_EXERCISE AIM_
Write out exactly the lines below that run from the line containing "Keypoint guideline: for each instance of the arched entrance" through the last line of the records.

_AVAILABLE DATA_

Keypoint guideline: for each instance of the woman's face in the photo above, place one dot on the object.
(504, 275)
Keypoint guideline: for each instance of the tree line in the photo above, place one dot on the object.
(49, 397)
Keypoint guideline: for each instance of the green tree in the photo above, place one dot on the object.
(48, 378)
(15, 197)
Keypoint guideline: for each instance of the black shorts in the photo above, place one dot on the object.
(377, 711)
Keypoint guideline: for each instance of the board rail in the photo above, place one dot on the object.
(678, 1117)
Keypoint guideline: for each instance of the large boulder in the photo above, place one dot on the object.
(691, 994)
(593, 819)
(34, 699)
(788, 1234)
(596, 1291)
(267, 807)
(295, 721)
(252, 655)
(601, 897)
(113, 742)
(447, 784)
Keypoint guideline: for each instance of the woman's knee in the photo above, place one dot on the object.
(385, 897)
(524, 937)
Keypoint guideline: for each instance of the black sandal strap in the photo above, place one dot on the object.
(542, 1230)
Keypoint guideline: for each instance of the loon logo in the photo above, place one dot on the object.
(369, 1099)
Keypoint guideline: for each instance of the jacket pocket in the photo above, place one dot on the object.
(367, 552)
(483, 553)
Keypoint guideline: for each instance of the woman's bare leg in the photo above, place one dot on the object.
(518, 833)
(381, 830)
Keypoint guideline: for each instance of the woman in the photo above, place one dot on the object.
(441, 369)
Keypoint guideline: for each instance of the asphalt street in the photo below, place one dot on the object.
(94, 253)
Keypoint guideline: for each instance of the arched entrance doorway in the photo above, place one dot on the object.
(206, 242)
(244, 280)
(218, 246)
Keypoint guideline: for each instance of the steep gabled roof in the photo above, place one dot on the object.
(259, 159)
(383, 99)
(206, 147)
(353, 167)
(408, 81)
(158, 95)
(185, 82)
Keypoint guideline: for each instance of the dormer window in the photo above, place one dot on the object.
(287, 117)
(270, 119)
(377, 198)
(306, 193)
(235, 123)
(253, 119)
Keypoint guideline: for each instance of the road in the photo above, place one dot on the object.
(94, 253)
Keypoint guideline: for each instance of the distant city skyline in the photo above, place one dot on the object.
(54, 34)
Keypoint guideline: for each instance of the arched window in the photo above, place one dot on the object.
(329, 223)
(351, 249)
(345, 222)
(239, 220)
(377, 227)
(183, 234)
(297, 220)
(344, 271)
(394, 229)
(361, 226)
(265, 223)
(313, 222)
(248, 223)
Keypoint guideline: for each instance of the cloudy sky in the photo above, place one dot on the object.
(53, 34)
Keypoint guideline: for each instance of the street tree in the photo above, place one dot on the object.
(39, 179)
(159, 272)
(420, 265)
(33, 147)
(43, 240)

_TASK ANSWER_
Keypoint guideline: for each instance of the arched entrance doorway in the photo above, place one dot on the object.
(206, 242)
(244, 280)
(218, 246)
Keypoint guideline: for each instance of the steep gabled roof in the photo above, place one dot on the object.
(259, 159)
(383, 99)
(206, 147)
(353, 167)
(408, 81)
(158, 95)
(185, 82)
Keypoint guideline: for each instance of the dormer window in the photo above, place one dot on the object.
(287, 117)
(270, 119)
(377, 198)
(306, 193)
(235, 123)
(253, 119)
Keypoint guideline: for each instance of the road in the photo above, place one dot on the object.
(94, 253)
Keypoint guideline: for each instance of the distant city skyline in the photo above, place one dot on the object.
(54, 34)
Keypoint guideline: for each instance of the arched window in the photo above, place one dot on the object.
(329, 223)
(351, 249)
(345, 222)
(239, 220)
(377, 227)
(183, 234)
(297, 220)
(344, 271)
(394, 229)
(361, 226)
(265, 223)
(313, 222)
(248, 223)
Keypoint guideline: for each instance of the cloudy sky in the photo above, place one dot on the object.
(53, 34)
Keypoint guideline: for each instance of the street tree in the photo above, place one dot on the object.
(39, 179)
(159, 272)
(420, 265)
(33, 147)
(43, 240)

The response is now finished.